▶ Activity
Check every line below for the word "light" and copy each one that has it.

▶ Extracted information
——————————
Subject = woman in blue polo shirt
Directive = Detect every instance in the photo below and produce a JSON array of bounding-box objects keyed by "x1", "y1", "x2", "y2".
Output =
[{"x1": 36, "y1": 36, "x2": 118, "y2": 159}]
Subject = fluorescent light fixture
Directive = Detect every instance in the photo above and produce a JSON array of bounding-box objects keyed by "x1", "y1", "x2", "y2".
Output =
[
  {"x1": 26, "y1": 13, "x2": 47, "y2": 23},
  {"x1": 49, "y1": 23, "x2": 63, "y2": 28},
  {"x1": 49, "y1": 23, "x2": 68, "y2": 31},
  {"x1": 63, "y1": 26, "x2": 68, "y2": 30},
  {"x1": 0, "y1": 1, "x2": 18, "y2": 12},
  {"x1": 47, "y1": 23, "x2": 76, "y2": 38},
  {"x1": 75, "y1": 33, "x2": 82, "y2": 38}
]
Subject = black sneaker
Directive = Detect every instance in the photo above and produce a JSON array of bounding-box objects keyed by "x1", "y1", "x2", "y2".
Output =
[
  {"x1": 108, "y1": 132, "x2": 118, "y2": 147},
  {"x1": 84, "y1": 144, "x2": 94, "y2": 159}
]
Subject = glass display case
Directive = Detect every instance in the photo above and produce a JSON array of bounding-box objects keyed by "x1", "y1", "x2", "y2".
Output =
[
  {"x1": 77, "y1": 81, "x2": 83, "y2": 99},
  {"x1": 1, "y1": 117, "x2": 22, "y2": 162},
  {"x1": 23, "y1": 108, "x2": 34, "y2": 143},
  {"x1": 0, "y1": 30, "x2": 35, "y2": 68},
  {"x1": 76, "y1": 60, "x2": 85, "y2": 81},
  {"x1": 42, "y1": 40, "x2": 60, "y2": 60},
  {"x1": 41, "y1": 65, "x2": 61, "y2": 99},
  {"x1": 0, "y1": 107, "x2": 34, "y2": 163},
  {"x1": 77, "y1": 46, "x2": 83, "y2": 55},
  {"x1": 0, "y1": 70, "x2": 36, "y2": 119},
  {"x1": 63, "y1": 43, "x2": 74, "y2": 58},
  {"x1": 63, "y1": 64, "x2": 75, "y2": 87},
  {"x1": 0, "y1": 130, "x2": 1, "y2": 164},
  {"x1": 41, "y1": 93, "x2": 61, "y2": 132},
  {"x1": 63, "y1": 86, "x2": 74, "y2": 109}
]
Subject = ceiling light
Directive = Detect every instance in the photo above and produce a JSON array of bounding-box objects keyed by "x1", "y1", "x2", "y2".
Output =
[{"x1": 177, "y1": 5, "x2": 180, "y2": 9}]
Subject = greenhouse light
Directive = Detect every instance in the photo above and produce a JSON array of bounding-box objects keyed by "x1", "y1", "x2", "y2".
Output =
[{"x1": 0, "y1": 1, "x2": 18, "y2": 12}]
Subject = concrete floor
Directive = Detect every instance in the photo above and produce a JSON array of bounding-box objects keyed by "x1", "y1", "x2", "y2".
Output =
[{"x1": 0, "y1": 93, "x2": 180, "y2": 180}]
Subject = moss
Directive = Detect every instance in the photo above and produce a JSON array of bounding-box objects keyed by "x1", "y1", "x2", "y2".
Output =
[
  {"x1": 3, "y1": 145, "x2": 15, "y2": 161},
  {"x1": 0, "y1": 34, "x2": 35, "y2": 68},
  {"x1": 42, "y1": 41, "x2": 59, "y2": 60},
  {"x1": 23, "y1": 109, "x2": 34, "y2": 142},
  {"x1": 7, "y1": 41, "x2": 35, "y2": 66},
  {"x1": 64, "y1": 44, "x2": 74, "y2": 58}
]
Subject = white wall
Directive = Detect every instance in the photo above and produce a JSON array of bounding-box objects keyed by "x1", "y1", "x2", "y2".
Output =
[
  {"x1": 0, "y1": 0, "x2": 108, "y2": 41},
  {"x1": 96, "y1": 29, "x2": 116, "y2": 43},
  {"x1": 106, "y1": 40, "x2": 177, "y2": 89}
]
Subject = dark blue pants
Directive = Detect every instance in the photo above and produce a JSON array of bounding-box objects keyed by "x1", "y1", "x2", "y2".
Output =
——————————
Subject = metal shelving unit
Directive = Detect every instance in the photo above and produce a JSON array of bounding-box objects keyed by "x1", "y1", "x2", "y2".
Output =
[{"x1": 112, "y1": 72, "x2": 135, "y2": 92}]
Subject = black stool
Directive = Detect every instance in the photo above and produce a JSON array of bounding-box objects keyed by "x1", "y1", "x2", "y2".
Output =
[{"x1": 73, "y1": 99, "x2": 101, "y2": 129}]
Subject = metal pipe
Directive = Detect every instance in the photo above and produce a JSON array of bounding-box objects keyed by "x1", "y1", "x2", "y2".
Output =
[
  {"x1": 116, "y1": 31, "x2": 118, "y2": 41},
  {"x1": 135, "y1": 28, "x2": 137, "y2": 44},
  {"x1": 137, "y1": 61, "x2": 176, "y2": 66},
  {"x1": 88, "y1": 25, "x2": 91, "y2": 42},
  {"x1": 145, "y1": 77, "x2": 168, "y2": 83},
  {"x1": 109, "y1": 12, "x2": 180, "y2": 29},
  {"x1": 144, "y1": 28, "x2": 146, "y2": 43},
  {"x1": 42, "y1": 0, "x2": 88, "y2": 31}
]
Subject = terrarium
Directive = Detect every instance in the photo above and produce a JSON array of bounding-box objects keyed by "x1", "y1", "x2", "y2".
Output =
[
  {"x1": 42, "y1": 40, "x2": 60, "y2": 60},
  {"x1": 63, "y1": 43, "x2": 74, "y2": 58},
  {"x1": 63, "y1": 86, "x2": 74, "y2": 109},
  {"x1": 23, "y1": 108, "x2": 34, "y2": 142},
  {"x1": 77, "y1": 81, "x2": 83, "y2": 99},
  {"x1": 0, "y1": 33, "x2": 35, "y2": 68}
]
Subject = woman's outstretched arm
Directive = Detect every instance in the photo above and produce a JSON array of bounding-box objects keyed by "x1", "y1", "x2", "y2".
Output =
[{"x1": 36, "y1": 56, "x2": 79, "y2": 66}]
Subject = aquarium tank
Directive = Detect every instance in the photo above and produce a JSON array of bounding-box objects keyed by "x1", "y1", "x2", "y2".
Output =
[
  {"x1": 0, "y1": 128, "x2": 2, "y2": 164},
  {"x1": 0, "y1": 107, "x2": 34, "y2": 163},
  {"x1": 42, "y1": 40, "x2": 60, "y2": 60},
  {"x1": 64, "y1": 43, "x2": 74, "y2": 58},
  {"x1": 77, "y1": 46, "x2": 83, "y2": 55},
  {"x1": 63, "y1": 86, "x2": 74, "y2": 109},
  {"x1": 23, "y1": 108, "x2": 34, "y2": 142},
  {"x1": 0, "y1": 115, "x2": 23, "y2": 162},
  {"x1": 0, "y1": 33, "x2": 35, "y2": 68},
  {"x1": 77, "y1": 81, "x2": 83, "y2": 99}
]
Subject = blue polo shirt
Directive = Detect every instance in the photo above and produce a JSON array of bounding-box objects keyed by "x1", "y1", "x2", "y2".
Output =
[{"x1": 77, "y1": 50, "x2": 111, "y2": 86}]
——————————
▶ Task output
Subject = fluorescent light fixture
Subject = ceiling light
Subject = greenhouse light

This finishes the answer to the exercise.